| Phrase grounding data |

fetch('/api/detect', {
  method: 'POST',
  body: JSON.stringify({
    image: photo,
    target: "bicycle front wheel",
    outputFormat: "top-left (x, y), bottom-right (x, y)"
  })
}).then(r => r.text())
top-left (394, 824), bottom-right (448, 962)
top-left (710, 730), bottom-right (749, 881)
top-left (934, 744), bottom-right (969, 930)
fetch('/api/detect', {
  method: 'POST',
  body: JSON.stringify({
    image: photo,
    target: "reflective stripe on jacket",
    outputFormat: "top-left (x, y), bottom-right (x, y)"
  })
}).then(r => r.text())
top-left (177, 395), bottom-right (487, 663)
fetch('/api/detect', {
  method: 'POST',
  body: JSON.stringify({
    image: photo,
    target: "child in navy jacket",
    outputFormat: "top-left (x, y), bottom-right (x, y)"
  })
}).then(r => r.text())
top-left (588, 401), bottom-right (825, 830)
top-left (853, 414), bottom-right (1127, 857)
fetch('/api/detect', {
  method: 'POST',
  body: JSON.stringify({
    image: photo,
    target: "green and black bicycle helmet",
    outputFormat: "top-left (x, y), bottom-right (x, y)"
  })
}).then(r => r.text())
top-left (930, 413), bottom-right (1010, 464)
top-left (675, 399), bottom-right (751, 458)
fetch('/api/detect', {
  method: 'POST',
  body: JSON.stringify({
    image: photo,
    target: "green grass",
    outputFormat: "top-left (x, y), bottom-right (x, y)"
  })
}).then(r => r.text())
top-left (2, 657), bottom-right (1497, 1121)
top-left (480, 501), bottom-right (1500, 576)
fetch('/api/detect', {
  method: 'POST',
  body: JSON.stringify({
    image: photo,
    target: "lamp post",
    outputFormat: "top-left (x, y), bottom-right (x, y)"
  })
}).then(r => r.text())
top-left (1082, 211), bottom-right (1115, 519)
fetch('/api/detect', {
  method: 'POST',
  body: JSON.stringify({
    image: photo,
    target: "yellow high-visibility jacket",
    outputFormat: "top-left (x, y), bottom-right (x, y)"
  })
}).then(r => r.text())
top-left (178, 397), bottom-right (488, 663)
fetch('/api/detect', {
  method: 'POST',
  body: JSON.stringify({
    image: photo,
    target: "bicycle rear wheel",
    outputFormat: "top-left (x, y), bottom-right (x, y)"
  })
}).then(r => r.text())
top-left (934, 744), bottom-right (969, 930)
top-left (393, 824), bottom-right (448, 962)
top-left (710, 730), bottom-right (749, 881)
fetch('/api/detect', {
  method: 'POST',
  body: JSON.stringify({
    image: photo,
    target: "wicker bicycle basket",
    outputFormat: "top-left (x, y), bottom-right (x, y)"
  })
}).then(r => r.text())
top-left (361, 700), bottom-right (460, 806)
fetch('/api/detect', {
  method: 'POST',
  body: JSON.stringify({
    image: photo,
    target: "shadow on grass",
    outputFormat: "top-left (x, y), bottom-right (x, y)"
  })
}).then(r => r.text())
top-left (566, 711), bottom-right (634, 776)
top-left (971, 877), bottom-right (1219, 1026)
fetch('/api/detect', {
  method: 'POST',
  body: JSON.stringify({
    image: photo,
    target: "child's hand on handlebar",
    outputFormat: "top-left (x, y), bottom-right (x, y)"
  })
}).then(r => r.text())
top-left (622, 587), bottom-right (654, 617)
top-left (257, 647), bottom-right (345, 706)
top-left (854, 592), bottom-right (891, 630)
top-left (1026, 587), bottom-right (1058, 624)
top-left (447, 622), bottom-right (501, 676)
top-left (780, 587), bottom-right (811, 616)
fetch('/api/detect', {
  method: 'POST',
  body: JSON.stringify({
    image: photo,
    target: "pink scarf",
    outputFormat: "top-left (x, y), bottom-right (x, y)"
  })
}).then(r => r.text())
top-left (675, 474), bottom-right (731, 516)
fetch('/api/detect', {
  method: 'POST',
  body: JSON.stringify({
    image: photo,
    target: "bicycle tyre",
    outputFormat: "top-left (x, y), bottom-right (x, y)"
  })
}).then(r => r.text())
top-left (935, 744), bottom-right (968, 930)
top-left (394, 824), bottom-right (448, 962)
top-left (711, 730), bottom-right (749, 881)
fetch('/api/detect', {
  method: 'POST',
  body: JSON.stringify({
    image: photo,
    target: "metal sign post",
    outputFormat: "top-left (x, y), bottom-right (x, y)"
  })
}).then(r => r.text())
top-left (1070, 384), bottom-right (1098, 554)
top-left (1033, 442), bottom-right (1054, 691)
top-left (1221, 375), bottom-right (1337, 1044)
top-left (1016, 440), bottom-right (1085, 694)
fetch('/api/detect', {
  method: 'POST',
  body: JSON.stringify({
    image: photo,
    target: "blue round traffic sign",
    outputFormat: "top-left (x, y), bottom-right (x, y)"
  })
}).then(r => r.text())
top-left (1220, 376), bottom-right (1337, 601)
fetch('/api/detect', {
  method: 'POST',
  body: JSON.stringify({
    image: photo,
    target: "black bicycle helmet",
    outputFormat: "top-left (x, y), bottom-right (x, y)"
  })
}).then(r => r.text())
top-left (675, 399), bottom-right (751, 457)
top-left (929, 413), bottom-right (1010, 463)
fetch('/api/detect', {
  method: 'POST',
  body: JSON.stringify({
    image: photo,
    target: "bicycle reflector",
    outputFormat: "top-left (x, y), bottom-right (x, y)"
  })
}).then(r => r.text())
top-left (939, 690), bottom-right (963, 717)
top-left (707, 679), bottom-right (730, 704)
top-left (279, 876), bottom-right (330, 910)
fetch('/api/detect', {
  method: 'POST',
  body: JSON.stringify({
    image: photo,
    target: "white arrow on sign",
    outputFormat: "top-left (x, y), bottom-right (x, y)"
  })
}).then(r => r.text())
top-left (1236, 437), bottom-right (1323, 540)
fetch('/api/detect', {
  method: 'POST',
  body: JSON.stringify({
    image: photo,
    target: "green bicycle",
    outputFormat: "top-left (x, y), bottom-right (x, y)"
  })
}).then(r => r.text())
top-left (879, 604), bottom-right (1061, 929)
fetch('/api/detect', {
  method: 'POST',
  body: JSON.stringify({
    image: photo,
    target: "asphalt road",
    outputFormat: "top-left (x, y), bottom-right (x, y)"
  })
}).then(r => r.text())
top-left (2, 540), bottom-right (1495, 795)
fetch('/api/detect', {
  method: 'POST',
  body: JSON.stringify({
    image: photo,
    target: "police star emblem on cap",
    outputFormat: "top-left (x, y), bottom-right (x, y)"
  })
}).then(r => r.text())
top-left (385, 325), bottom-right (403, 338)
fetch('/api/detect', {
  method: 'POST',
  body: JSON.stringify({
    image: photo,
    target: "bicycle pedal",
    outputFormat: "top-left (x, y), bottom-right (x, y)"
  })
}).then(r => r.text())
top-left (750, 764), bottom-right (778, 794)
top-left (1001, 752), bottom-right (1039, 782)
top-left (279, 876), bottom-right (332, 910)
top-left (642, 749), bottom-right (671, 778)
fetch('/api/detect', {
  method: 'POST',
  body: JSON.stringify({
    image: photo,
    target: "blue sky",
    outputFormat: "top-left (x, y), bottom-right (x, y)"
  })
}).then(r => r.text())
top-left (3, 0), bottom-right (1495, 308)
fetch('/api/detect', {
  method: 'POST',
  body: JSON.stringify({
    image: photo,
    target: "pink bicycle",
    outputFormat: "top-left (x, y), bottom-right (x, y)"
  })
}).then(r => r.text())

| What is needed |
Check every line of the records above for the string "blue". Copy those that hold it.

| Response box |
    target: "blue round traffic sign",
    target: "blue sky",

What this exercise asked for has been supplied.